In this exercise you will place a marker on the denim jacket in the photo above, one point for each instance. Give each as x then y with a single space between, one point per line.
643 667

::::

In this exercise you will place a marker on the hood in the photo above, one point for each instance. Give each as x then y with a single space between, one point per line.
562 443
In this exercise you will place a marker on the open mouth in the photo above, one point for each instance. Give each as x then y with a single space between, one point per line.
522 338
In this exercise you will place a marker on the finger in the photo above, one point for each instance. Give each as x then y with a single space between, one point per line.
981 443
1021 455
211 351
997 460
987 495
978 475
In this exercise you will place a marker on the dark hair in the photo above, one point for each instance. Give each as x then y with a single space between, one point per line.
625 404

::::

**Problem details**
Identify each of the rows above that contains the word "mouth" and copy every such row in full.

**Written answer**
In this exercise you will place a marker on the open mouth in the photo above, one point for each instance. Give each as x then y with a single space between, one point per line.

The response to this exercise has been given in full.